*** DONNÉES

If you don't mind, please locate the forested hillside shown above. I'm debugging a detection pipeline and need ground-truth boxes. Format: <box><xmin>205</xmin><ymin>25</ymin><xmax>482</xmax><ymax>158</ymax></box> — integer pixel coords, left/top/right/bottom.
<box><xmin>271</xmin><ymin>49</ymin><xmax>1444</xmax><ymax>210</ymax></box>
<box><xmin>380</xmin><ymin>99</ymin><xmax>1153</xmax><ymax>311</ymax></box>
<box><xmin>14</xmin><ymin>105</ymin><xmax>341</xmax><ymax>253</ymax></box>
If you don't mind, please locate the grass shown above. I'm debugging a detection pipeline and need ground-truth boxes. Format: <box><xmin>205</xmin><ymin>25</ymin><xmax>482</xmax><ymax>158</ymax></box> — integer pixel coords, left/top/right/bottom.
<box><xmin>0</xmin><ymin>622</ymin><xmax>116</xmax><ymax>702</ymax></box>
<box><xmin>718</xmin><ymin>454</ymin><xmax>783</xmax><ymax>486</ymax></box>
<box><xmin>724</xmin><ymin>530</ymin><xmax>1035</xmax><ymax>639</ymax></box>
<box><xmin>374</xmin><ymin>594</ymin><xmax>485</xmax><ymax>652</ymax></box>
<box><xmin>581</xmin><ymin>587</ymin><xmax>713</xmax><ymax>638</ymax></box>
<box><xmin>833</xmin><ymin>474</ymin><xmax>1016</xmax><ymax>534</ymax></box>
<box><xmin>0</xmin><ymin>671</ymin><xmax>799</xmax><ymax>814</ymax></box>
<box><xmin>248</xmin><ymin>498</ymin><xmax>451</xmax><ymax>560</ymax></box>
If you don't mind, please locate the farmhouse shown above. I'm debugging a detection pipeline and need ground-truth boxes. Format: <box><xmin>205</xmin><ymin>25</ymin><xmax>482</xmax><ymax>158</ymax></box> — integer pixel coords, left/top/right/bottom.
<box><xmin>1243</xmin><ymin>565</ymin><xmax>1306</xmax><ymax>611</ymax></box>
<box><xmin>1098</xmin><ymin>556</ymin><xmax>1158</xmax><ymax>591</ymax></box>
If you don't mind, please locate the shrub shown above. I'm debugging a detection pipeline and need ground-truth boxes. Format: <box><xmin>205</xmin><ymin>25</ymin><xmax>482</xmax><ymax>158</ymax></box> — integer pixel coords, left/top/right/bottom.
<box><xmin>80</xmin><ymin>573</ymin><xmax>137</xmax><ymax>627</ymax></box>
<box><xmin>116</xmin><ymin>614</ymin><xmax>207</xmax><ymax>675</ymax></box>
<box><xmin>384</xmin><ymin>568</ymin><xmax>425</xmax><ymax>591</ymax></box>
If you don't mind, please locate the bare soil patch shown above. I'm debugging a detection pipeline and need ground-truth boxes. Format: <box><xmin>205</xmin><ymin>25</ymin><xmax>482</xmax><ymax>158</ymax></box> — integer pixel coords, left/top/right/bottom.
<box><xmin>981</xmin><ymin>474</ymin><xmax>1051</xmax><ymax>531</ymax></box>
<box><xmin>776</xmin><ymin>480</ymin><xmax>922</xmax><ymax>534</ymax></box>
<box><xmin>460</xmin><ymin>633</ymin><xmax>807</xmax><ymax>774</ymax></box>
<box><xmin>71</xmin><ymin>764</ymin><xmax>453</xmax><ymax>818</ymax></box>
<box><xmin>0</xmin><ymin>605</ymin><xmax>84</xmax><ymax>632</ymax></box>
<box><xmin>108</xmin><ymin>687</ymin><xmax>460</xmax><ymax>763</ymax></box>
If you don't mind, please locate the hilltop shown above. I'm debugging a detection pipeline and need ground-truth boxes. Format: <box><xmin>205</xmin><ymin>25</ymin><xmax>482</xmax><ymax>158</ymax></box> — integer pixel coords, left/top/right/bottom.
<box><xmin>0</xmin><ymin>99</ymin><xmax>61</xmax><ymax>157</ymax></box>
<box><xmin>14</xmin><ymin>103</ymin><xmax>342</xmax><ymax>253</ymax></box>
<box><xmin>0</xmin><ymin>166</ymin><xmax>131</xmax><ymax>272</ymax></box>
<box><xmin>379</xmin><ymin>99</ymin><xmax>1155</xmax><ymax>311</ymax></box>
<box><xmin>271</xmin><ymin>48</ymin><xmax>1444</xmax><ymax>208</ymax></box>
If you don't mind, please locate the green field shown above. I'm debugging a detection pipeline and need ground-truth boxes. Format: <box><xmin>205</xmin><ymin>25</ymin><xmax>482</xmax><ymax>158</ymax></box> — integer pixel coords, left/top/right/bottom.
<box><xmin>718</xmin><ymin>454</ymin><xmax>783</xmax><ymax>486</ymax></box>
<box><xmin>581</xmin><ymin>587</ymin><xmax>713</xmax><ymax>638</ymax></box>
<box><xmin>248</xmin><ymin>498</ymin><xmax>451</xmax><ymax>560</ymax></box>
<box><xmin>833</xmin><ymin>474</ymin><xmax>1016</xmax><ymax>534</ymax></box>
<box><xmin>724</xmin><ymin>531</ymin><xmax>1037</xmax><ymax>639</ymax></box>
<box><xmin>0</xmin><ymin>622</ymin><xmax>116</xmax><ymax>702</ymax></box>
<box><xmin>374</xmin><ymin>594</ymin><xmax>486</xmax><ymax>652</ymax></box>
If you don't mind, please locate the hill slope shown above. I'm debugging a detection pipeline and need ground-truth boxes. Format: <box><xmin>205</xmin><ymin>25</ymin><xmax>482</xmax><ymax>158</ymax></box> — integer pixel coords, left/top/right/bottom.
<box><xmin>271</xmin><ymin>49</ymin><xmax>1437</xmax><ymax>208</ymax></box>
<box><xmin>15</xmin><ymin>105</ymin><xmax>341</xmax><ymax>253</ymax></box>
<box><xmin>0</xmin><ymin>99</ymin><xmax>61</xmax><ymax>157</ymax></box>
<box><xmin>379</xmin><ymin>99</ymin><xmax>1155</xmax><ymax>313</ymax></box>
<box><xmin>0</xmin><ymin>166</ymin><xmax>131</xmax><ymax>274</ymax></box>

******

CONSIGNE =>
Trouvez dans les enregistrements ci-dessus toutes les lignes qui contiennent le mot « slope », puis recopiez-les.

RÉPONSE =>
If you don't mind, please locate the hill slope shown above. I'm debugging a detection pipeline and need ground-truth boxes. Format: <box><xmin>205</xmin><ymin>25</ymin><xmax>482</xmax><ymax>158</ymax></box> — integer pixel coords, left/top/right/bottom.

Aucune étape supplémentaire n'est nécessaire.